Extrait →
Variations sur le corps
Au Mudam, la performance est une réponse forte, presque militante, à l’ambiguïté d’un phénomène systémique qui lie crise climatique, «fake news» et accès à l’information, montée de l’extrême droite, changement des normes, culture numérique et colère généralisée. L’exploration du corps peut ainsi être liée à l’image du corps – c’est le cas chez l’artiste visuel Dorian Sari, qui, avec Look! (2021), tente d’attirer l’attention de la caméra braquée sur lui vers un phénomène qui se déroule hors champ. Elle peut aussi être en relation avec les mutations ou dégradations corporelles, comme chez Panteha Abareshi qui, avec Not a Body (2022), livre une variation douloureuse, et en vidéo, sur le statut d’objet d’art que les artistes performatifs donnent à leur corps.
Des artistes comme Marie Munk (Big Energy, 2021), Kate Cooper (Symptom Machine, 2014-2019) ou Stine Deja (Assembly, 2022) interrogent quant à elles le rapport entre la chair, élément sensible, et le virtuel, qui redessine, noie et monétise ce qui est concret. L’installation de Marie Munk, inconfortable, évoque l’univers de David Cronenberg, quand celle de Stine Deja, plus ludique, n’attise pas moins notre anxiété. La vidéo d’Artur Żmijewski, Temperance and Toil (1995), est peut-être la plus visionnaire et la plus marquante des œuvres à ce sujet. Diffusée au cours du deuxième acte – justement intitulé «Crisis mode : on» («Mode crise activé») –, elle montre deux corps, l’un masculin, l’autre féminin, qui se meuvent, puis se déforment; dénué de toute dimension genrée et sexualisée, le corps est ici présenté, dans un geste fort, comme le canevas sur lequel se forment les cicatrices des violences «invisibles» – sociales ou politiques.

Extraits d'enregistrements →
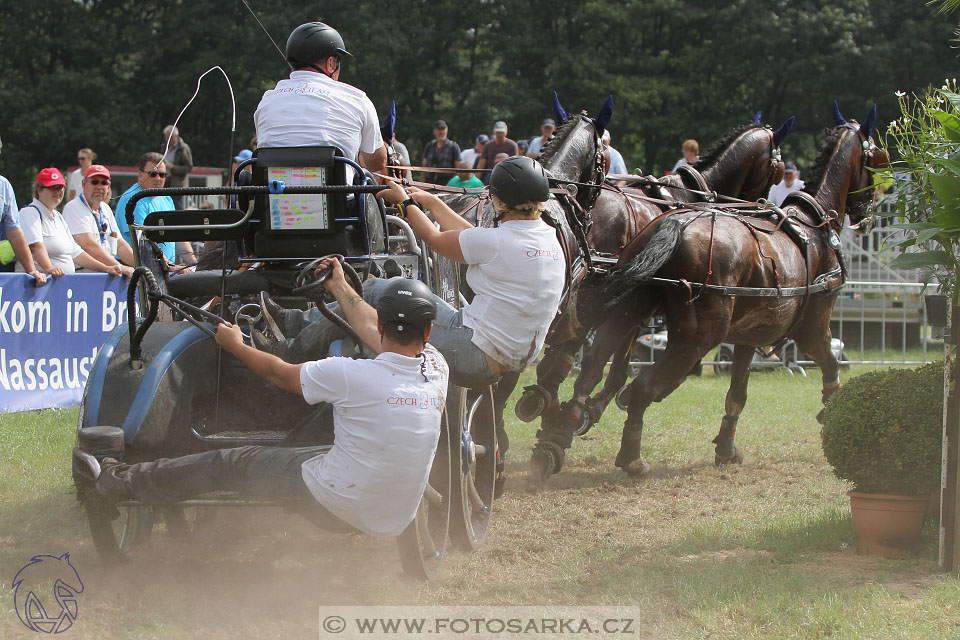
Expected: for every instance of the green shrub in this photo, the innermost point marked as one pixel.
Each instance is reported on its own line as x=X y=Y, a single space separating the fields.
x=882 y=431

==

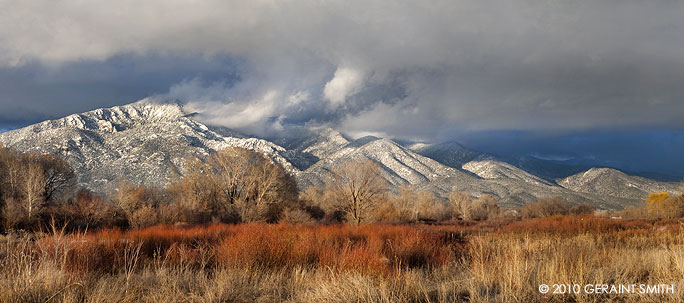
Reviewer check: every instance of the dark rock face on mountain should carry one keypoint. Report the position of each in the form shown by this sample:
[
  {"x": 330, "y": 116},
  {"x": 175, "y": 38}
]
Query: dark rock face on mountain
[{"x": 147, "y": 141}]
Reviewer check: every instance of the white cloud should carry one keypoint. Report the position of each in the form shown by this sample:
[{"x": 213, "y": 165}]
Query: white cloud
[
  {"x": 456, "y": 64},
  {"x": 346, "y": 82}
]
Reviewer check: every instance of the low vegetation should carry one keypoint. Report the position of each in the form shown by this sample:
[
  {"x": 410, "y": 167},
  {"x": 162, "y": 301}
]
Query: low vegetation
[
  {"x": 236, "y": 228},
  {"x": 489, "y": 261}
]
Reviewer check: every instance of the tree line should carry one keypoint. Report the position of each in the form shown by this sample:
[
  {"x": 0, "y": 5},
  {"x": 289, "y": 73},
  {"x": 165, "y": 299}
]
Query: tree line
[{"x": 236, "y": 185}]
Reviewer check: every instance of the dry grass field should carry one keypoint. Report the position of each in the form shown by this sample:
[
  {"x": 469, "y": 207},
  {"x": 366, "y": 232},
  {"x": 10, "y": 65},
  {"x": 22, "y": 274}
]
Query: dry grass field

Consigne de travail →
Poursuivez l'extrait sur les performances consacrées au corps au Mudam, en reprenant juste après sa dernière phrase. Les enregistrements proviennent d'une source distincte de l'extrait.

Résultat →
Un performeur comme un autre
La grande majorité des œuvres présentées par les commissaires sont très récentes et réalisées au cours des trois dernières années – dans un monde pandémique ou post-pandémique, donc. On peut tisser la relation entre l’œuvre et son contexte, mais le parti pris du Mudam est autre : faire du visiteur un performeur comme un autre, ou presque. La scénographie, riche et complexe, évoque le théâtre et fait passer l’exposition pour «vivante» lorsque les œuvres vidéo s’activent, bluffant la supposée passivité du visiteur de musée.
Quant au dernier point soulevé par Bettina Steinbrügge, il semble que cette exposition ait un rôle à jouer. Des œuvres comme l’installation Floor Piece, de Cem A., ou Long Story Short, de Lukáš Hofmann, sont des commandes du musée. L’œuvre de Julika Rudelius Forever (2006), déjà montrée plusieurs fois et qui appartient au musée, est encore une fois sortie de la collection pour occuper les murs de l’exposition. Et, outre l’installation de Monira Al Qadiri Deep Float (2017), qui évoque la fameuse fontaine de Su Mei-Tse, pièce emblématique du musée, on pourra approcher une première fois le travail de la Canadienne Sin Wai Kin (The Story Style, 2022), dont la série Portraits, qui a valu à l’artiste le prestigieux Prix Baloise 2023, vient d’entrer dans la collection du Mudam. «After Laughter Comes Tears» est donc bel et bien une exposition qui fera l’histoire du musée.
Jusqu’au 7 janvier 2024. Mudam – Luxembourg.